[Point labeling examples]

• • •

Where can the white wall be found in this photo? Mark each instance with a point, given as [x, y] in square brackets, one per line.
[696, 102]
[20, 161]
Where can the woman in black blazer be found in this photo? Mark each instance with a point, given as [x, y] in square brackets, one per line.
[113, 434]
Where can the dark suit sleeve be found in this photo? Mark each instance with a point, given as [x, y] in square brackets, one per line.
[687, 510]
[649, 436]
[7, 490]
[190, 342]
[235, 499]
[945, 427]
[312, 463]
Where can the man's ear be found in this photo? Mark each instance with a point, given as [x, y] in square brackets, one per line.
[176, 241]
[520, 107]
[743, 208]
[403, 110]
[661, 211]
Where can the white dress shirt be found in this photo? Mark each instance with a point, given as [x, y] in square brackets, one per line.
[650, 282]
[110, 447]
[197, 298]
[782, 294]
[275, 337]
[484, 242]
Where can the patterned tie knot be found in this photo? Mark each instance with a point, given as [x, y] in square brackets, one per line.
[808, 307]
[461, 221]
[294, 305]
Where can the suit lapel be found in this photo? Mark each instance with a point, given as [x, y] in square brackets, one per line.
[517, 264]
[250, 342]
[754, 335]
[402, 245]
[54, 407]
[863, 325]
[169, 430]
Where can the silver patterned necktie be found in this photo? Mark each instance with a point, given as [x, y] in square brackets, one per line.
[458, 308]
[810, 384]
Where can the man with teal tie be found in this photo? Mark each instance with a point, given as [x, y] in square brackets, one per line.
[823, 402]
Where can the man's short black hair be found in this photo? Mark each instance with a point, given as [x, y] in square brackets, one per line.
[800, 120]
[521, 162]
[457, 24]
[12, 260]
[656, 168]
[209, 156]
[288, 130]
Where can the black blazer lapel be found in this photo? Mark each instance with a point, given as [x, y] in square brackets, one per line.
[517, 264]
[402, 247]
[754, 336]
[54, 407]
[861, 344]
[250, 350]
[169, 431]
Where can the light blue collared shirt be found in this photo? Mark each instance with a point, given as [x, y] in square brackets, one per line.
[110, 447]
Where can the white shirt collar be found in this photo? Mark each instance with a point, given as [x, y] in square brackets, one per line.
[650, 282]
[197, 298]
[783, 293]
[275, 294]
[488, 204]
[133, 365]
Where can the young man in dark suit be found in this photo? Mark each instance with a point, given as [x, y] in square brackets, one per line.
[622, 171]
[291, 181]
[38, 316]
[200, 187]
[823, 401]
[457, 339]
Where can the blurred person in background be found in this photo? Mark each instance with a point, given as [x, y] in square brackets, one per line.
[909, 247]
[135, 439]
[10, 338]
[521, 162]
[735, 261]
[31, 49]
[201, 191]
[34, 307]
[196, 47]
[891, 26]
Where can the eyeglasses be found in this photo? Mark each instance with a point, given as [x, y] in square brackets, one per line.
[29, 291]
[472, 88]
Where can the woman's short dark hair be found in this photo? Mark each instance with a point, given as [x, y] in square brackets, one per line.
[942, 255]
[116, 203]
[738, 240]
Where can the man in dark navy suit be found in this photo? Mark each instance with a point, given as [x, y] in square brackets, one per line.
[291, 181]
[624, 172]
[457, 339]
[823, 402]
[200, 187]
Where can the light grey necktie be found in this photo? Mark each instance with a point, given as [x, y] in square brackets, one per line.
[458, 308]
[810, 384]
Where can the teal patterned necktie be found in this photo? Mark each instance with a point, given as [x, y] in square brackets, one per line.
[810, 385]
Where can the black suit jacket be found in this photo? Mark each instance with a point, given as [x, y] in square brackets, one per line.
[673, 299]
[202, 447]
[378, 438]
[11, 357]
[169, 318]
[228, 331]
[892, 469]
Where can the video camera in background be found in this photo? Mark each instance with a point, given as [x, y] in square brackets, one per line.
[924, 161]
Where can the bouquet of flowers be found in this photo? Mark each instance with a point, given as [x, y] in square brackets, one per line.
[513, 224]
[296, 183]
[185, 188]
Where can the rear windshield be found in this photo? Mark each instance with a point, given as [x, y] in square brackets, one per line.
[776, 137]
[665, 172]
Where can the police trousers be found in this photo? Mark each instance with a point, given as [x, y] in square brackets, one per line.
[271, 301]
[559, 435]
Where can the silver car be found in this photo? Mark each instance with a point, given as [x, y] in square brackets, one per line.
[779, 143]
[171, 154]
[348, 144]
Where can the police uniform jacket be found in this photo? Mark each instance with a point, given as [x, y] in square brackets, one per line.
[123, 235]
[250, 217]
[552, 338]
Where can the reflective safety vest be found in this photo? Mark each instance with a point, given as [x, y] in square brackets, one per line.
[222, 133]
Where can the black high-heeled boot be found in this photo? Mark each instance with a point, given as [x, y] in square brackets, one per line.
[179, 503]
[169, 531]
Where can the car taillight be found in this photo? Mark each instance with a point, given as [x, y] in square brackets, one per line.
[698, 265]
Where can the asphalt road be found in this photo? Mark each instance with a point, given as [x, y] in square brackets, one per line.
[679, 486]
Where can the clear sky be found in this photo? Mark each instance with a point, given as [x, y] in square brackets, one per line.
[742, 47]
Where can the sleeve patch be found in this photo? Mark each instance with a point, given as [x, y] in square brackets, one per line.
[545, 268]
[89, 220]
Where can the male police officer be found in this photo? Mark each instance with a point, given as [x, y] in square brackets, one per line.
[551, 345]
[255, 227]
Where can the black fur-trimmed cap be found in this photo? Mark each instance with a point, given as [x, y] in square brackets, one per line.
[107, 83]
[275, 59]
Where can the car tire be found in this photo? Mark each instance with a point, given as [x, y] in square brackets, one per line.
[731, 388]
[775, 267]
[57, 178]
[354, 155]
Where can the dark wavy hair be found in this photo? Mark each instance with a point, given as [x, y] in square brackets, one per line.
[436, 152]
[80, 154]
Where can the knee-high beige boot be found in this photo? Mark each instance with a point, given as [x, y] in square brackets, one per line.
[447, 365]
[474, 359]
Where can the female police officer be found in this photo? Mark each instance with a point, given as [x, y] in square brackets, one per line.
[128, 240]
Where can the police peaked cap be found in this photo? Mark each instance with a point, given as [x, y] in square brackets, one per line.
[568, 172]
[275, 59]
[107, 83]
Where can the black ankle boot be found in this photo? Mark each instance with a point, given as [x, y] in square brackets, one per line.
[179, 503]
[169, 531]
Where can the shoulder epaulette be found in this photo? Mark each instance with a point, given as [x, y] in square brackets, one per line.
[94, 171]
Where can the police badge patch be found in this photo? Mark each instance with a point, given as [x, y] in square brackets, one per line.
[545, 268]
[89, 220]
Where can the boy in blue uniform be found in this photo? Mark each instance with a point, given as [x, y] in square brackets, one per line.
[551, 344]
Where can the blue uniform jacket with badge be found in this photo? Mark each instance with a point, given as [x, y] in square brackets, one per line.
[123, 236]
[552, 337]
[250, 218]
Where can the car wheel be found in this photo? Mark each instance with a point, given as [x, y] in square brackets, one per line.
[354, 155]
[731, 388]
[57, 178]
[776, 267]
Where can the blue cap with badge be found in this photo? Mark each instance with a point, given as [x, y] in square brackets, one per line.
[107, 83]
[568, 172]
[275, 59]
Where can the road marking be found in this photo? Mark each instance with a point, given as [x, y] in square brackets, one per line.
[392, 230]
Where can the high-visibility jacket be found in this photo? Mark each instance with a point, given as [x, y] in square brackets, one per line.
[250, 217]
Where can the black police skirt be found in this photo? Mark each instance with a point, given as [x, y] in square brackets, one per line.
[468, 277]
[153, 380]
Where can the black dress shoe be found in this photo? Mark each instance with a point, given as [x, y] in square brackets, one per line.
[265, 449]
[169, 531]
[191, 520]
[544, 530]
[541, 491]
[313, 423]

• • •

Write the whole listing out again. Keep every line exactly as it is.

-- EXERCISE OUTPUT --
Where can the white wall be found in this photo? Mark each instance with a point, given as [x, y] in square brackets, one per line.
[696, 102]
[20, 161]
Where can the woman in black blazer be found in this photo? Mark each instance with a point, given as [x, y] in square brackets, one per line.
[113, 434]
Where can the dark suit sleeve be found in this photo? Mark each instance with a point, given as [x, y] in square brackets, one per line.
[687, 510]
[649, 436]
[7, 490]
[190, 342]
[235, 499]
[945, 427]
[312, 463]
Where can the man's ear be found in this photo? Mark each instance with a point, given as [x, y] in square brackets, one per line.
[176, 241]
[520, 107]
[743, 208]
[403, 110]
[661, 211]
Where can the white dress shirt be found in this photo? Mark each instance with a point, given as [x, y] in square brackets, one per line.
[650, 282]
[110, 447]
[197, 298]
[782, 294]
[275, 337]
[484, 242]
Where can the patterned tie knot be found in this photo? Mark each instance with a point, given as [x, y] in square brackets, one per line.
[808, 307]
[461, 221]
[294, 305]
Where can the suit lapel be found in this photo? Mark each instance with a point, given as [x, y] in square brackets, one per line.
[517, 264]
[250, 342]
[754, 335]
[402, 245]
[54, 407]
[863, 325]
[169, 430]
Where can the silver patterned necktie be found in this photo? Mark each instance with a point, given as [x, y] in square brackets, one per line.
[458, 308]
[810, 384]
Where can the man with teal tie be found in this photo? Mark each instance with a point, given as [x, y] in square brackets, one per line.
[823, 402]
Where can the man's short black hair be found in this photo? Mark each instance with a point, given as [x, y] in square brackets, one per line.
[800, 120]
[521, 162]
[457, 24]
[12, 260]
[656, 168]
[209, 156]
[288, 130]
Where can the black blazer lapel be found in this photo? Mark each instance with a point, given as [x, y] in square brackets, one per line.
[517, 264]
[402, 247]
[754, 336]
[54, 407]
[861, 344]
[250, 350]
[169, 431]
Where can the light blue collared shirt be found in this photo? Mark each instance with a point, given as [x, y] in square brackets, one per line.
[110, 447]
Where can the white shirt collar be found in this photo? Mark each instance with a point, given as [x, y] in square brackets, one per line.
[650, 282]
[197, 298]
[783, 293]
[275, 294]
[488, 204]
[133, 365]
Where can the young man in dark suit be found in this photo? Mark each instance with a point, given as [x, y] in square brackets, one per line.
[622, 171]
[291, 181]
[38, 316]
[200, 187]
[823, 401]
[457, 339]
Where can the blurred person in background be found in this photo? Mark each instance with a point, given as [x, y] in square brackets, one per line.
[909, 247]
[135, 439]
[10, 338]
[521, 162]
[735, 261]
[31, 49]
[201, 191]
[34, 307]
[196, 47]
[891, 26]
Where can the eyeglasses be found in this photo? Mark each instance with a point, given as [x, y] in square brackets, one per line.
[29, 291]
[472, 88]
Where can the woman's short dark hair be found in this photo? Mark each instance with a point, given as [x, y] in square brackets, one per line.
[942, 255]
[116, 203]
[738, 240]
Where can the man in dark navy suit be found in this photo? Mark each instance with a point, given as [x, y] in square brackets, one per line.
[291, 181]
[624, 172]
[457, 339]
[823, 402]
[200, 187]
Where can the light grey necktie be found in this photo? Mark each instance with a point, given as [x, y] in square brackets, one per line.
[458, 308]
[810, 384]
Where can the teal patterned necktie be found in this photo? Mark each instance with a point, given as [x, y] in square brackets, one per line.
[810, 385]
Where can the black suit jacket be found in this photo? Mark each instance with a point, given as [x, y] in square brackets, one per line.
[673, 299]
[202, 447]
[378, 438]
[11, 357]
[169, 318]
[228, 331]
[892, 469]
Where can the video camera in background be found in this photo? Mark each instance with a point, given as [x, y] in square brackets, one per line.
[924, 161]
Where can the bouquet of flowers be found in this photo? Mark each instance with a point, given as [x, y] in square brackets, one per line.
[513, 224]
[296, 183]
[185, 188]
Where can the rear windshield be found in this photo? Mark each instance with a point, given as [x, y] in square brackets, one per line.
[776, 137]
[665, 172]
Where can the police trousers be found in this photo? Mark each instance with a point, given as [x, y] in square brackets, one per line.
[271, 301]
[559, 435]
Where can the silver car be found in this photo? Mark each instance with a point, given as [x, y] in square brackets, one per line.
[779, 143]
[171, 154]
[348, 144]
Where can the police uniform jacket be found in this photo? Mark each instance with a point, given as [x, y] in square brackets, one per line.
[123, 235]
[250, 217]
[552, 338]
Where can the reflective safety vest be found in this photo? Mark each instance with a point, given as [x, y] in square brackets, one per line.
[222, 133]
Where can the black high-heeled boot be found in this photo? Mark each instance with a point, given as [x, y] in square brackets, one per line.
[179, 503]
[169, 531]
Where can the car taillight be found in this photo? Mark each instance with a point, given as [x, y] in square brackets, one per line.
[698, 265]
Where can the asphalt road be found in this photo? Mark each instance with a point, given as [x, y] in square brackets, one per line.
[679, 486]
Where can the clear sky be found in this photo? Mark each instance with a point, given as [x, y] in square brackets, one per line.
[742, 47]
Where can the sleeve patch be found in this photo? Mark each instance with a point, given as [x, y] in square brackets, one per line.
[545, 268]
[89, 220]
Where can the male police officer be found in this photo? Mark each instance with a point, given as [x, y] in square brackets, one per line.
[551, 345]
[255, 227]
Where can the black fur-trimmed cap be found in this photo? Mark each instance with a point, given as [x, y] in square brackets, one per line.
[107, 83]
[275, 59]
Where can the car tire be found in this photo? Mark each instance with a point, given as [x, y] in square brackets, one per line.
[731, 388]
[775, 267]
[57, 178]
[354, 155]
Where can the dark wavy hair be found in this photo? Mark each instance with a point, given as [x, y] in square brackets, one per line.
[436, 152]
[80, 154]
Where can the knee-high beige boot be found in this photo? Mark each instance with a point, given as [x, y] in square brackets, one per line.
[447, 365]
[474, 359]
Where can the female police officer be found in this photo? Mark each instance with a point, given as [x, y] in square brackets, one per line.
[128, 240]
Where can the police peaked cap be found in this photo? Mark each instance with a point, given as [x, y] in square brackets, one per line.
[568, 172]
[275, 59]
[107, 83]
Where can the black ankle boot be found in this photo? Mark each instance with a point, given as [x, y] in square brackets, one per line.
[179, 503]
[169, 531]
Where can the shoulder epaulette be found in this photo? Mark each instance with a point, given as [x, y] in square brackets, one per line.
[94, 171]
Where can the police badge patch be found in this photo? Mark each instance with a point, given as [x, y] in square brackets, one per line.
[545, 268]
[89, 220]
Where can the boy in blue uniform be found in this photo? Mark each instance with a point, given as [x, y] in square brackets, one per line.
[551, 344]
Where can the blue uniform jacket with badge be found in this photo? Mark each instance with a point, given as [x, y] in square brackets, one per line.
[123, 236]
[552, 337]
[250, 218]
Where can the car wheel be found in this photo? Mark each instance with a point, given as [x, y] in square brackets, one per line.
[354, 155]
[731, 388]
[57, 178]
[776, 267]
Where can the blue cap with badge be found in this photo? Mark each instance with a point, given as [x, y] in square brackets, one per line.
[107, 83]
[568, 172]
[275, 59]
Where can the road marking be found in this photo? Mark each instance with a point, given as [x, y] in square brackets, one per line.
[392, 230]
Where can the high-visibility jacket be found in this photo? Mark each instance with a point, given as [x, y] in square brackets, one per line.
[250, 217]
Where can the black police skirt be found in this photo? Mark each instance with a point, given as [x, y] in square brackets, one per line.
[468, 277]
[153, 380]
Where can the black dress shoe be found in this photo? Mark each instance with a point, given as [x, y] in square brackets, one per line.
[265, 449]
[169, 531]
[191, 520]
[544, 530]
[541, 491]
[313, 423]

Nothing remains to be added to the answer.